+++ Listing +++

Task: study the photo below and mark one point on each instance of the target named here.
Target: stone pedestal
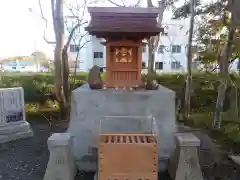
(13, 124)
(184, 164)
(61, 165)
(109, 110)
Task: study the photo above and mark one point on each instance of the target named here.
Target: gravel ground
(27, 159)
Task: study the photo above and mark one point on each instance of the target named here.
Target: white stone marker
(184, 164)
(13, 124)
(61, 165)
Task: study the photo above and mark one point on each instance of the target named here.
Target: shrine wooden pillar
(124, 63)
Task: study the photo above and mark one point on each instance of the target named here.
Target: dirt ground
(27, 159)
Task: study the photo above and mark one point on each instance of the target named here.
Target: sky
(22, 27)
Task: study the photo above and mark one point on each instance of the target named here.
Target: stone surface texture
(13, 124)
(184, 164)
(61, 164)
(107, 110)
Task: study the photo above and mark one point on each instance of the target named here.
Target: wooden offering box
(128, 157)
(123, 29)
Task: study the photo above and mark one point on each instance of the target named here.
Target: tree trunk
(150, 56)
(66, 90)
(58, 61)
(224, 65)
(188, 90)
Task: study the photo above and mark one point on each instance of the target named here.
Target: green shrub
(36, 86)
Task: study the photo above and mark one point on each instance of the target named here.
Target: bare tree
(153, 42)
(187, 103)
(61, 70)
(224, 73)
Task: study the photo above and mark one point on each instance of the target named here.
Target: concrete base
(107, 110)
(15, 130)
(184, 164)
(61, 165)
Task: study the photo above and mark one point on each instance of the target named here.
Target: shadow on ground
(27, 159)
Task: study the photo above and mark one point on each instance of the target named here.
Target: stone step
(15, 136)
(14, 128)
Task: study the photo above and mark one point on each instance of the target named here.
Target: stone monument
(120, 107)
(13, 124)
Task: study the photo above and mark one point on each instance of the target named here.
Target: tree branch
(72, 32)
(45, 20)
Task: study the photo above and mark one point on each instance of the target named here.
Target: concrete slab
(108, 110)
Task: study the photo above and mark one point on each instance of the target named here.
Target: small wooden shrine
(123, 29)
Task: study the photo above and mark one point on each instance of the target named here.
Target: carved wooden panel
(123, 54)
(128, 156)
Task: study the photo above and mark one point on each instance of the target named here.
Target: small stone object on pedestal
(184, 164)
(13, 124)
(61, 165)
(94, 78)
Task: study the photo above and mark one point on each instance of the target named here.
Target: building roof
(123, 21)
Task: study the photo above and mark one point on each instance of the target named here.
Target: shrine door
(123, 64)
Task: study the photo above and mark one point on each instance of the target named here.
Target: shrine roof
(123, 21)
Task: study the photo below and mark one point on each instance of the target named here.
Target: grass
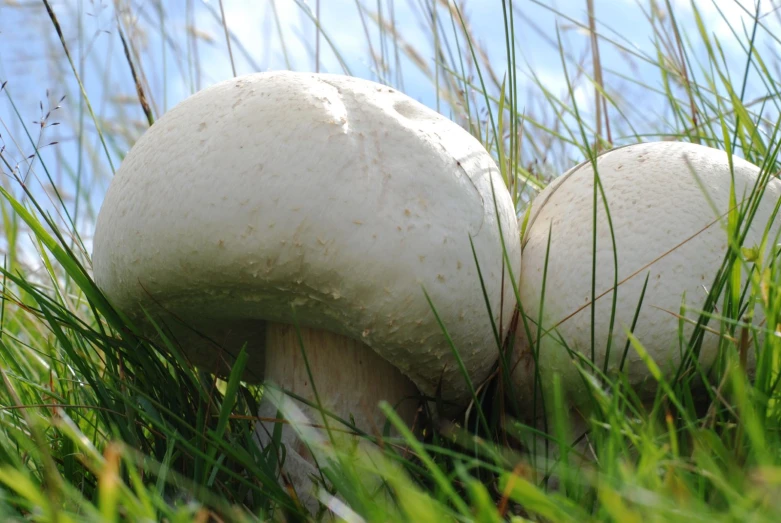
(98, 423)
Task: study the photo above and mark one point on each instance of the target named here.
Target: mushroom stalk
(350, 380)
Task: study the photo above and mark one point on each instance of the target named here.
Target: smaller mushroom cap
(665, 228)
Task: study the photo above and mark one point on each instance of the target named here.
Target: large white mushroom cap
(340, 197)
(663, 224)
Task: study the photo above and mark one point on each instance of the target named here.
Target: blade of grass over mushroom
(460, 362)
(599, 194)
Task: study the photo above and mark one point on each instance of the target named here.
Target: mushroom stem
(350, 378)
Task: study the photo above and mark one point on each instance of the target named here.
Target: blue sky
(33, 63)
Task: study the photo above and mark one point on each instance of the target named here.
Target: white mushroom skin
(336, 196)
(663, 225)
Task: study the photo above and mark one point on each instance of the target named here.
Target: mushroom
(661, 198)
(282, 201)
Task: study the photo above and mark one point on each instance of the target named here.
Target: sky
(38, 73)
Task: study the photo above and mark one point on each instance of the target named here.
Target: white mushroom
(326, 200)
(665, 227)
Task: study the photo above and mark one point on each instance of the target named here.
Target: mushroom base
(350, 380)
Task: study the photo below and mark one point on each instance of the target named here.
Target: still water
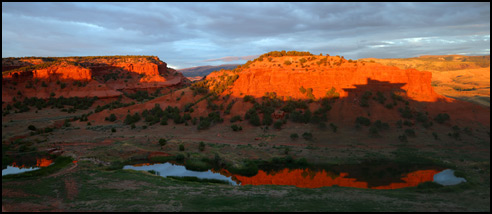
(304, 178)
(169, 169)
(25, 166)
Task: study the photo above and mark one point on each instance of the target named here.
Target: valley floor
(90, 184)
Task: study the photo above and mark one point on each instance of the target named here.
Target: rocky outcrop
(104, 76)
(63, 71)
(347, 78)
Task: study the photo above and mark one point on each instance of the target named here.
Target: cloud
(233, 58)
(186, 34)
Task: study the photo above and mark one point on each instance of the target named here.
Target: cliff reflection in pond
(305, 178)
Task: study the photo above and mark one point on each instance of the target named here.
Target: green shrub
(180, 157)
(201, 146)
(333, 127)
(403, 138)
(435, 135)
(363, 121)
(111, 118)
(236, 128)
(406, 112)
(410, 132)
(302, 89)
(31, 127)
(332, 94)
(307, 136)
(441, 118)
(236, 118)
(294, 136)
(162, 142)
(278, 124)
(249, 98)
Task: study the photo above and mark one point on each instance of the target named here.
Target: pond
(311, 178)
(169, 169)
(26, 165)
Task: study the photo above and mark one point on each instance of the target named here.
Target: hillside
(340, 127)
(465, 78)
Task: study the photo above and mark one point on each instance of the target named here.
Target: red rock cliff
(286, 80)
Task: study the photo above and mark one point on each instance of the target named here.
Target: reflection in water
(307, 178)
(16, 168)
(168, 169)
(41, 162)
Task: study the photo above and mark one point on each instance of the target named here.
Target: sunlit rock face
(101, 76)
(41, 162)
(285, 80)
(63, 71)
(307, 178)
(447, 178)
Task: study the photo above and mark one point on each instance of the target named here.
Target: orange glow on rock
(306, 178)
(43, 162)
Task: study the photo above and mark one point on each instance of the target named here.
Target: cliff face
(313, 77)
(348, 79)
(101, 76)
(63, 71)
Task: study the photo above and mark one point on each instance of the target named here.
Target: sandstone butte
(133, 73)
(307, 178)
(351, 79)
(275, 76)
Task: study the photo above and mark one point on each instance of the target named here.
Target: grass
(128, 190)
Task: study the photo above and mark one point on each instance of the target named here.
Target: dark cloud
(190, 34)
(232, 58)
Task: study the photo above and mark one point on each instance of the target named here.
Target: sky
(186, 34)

+++
+++ Listing +++

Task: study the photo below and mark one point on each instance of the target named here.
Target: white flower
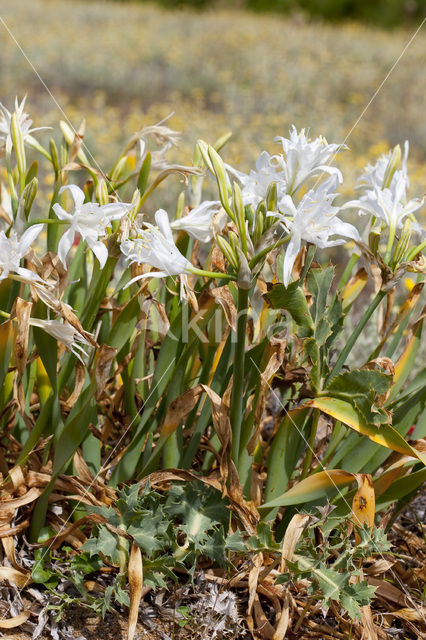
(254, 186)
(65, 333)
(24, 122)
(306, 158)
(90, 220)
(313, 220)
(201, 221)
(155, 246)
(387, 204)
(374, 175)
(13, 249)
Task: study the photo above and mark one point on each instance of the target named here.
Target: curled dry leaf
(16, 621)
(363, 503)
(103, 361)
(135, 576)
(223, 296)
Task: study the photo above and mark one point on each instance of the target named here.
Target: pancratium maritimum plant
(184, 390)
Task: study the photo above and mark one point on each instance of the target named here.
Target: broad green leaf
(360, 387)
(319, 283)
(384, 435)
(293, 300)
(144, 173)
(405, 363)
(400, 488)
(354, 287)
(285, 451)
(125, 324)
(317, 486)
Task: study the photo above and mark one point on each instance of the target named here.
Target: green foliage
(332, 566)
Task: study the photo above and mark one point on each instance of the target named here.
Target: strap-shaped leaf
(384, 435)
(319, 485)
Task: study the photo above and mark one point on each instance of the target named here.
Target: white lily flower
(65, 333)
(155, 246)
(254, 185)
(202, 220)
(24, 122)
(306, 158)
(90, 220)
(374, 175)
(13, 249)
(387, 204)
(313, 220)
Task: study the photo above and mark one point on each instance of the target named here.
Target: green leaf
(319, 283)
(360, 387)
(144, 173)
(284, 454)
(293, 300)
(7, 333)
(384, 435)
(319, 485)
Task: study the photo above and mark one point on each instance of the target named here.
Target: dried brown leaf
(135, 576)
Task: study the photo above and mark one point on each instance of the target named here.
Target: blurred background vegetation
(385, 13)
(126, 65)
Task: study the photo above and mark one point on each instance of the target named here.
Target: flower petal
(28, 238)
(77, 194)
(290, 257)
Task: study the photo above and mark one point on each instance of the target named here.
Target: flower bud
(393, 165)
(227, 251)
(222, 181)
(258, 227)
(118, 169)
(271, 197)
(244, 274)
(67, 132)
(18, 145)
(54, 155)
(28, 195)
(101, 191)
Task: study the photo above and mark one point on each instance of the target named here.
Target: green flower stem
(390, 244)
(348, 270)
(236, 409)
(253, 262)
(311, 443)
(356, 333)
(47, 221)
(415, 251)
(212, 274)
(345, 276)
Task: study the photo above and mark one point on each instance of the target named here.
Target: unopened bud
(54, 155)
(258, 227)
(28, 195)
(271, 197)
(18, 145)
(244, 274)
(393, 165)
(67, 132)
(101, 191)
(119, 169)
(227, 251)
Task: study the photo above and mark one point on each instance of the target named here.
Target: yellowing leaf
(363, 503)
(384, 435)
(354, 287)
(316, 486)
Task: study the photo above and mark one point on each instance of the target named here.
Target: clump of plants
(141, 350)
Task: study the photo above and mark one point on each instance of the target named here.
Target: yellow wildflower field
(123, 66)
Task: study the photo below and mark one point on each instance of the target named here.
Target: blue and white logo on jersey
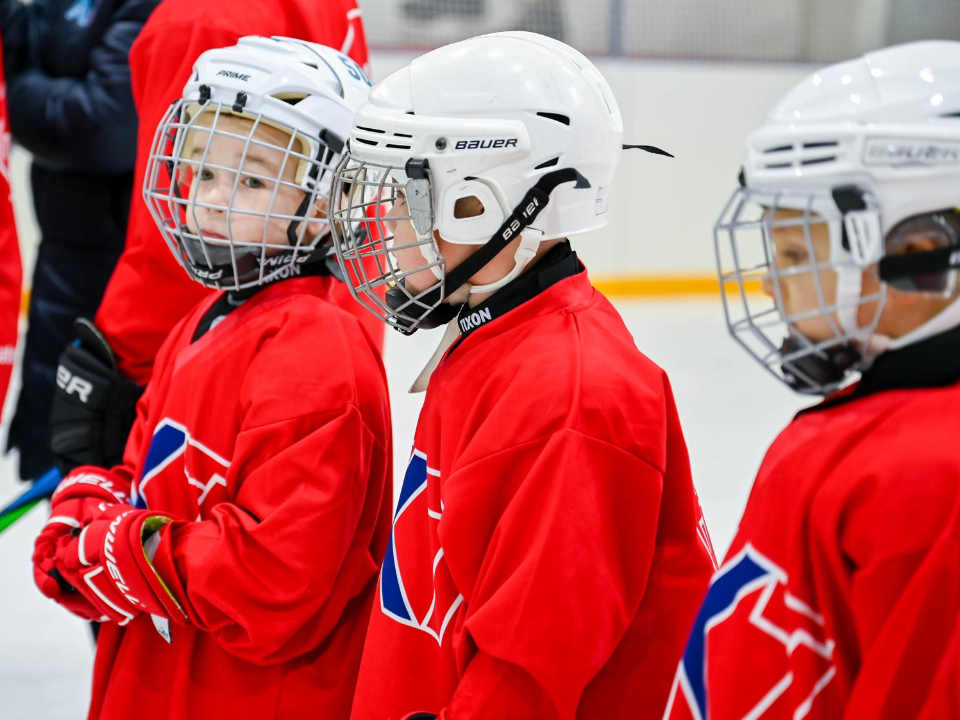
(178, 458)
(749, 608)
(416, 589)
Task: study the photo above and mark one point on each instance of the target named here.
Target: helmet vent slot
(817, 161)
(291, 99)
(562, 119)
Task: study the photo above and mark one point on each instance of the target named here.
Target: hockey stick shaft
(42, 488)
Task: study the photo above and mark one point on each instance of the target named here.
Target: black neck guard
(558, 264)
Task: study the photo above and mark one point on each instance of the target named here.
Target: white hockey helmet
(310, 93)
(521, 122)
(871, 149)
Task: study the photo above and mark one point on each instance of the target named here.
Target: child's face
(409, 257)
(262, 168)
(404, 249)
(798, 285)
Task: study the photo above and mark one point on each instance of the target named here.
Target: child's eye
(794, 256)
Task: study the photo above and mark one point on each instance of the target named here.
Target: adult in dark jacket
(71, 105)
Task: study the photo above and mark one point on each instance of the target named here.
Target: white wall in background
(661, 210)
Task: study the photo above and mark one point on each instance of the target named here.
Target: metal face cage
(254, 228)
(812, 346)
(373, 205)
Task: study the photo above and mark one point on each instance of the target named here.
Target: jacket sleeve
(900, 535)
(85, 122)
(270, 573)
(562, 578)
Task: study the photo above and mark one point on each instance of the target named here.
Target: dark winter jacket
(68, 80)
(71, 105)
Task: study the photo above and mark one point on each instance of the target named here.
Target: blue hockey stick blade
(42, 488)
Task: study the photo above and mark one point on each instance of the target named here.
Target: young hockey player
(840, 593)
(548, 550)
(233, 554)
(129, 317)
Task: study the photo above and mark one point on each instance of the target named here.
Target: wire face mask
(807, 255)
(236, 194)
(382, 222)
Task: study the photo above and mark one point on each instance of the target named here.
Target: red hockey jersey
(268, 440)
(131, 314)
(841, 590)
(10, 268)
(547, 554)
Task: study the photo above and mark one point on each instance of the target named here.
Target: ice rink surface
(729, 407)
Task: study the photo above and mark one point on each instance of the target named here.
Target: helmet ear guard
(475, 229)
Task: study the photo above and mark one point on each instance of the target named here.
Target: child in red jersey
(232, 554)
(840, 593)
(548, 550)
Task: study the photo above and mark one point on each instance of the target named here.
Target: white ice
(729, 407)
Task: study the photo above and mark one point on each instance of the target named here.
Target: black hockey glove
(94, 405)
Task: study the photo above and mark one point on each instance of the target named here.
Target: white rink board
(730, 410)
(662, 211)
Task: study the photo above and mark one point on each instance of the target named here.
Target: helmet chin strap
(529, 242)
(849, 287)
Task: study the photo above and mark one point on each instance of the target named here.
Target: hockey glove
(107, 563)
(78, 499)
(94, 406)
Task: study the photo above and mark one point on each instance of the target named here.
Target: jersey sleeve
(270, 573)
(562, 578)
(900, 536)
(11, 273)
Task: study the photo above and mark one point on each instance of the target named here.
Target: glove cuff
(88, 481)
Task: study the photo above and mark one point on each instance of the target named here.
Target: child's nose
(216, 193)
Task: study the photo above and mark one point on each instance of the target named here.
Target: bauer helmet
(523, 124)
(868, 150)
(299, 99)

+++
+++ Listing +++

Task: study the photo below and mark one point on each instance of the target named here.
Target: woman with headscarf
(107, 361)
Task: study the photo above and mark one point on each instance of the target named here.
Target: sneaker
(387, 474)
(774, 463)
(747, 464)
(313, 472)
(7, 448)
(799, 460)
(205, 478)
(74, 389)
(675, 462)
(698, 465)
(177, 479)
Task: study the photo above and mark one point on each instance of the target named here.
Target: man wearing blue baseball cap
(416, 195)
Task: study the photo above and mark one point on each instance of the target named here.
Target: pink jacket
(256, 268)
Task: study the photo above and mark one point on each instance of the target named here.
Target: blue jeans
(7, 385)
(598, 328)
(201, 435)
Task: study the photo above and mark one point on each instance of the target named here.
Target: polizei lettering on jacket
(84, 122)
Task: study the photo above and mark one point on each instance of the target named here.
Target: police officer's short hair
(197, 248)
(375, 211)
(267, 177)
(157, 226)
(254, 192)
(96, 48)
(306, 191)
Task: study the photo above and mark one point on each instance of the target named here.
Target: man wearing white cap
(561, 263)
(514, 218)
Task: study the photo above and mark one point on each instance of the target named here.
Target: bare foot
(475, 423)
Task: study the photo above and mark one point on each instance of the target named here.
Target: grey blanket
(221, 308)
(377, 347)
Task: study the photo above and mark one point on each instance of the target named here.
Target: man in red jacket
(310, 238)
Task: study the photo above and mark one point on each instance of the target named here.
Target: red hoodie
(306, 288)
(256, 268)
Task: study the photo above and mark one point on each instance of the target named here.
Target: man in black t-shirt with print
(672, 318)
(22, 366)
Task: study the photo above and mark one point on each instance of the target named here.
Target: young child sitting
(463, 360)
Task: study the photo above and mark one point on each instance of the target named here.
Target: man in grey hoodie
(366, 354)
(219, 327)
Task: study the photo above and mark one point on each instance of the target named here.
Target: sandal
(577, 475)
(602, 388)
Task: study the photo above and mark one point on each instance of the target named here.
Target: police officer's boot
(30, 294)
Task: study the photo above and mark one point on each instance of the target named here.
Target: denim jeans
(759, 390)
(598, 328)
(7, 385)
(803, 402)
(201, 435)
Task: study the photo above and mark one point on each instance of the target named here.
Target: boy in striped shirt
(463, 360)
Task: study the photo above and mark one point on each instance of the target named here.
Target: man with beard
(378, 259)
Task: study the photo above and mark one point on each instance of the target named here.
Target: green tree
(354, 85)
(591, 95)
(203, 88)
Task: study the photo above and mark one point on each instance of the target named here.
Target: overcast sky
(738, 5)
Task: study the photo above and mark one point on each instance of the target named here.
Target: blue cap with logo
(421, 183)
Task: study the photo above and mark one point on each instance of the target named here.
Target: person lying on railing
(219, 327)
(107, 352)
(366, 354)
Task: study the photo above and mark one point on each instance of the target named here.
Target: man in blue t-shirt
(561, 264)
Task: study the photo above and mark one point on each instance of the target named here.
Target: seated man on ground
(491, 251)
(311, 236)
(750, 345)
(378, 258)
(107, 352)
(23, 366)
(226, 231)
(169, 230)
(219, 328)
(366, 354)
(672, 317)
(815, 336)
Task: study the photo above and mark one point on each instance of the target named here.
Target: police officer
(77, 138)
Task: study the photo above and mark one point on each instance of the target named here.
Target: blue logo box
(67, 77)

+++

### The task
Report how many lines of the records contain the word "pond", with case counting, and reply with the number alone.

### Reply
2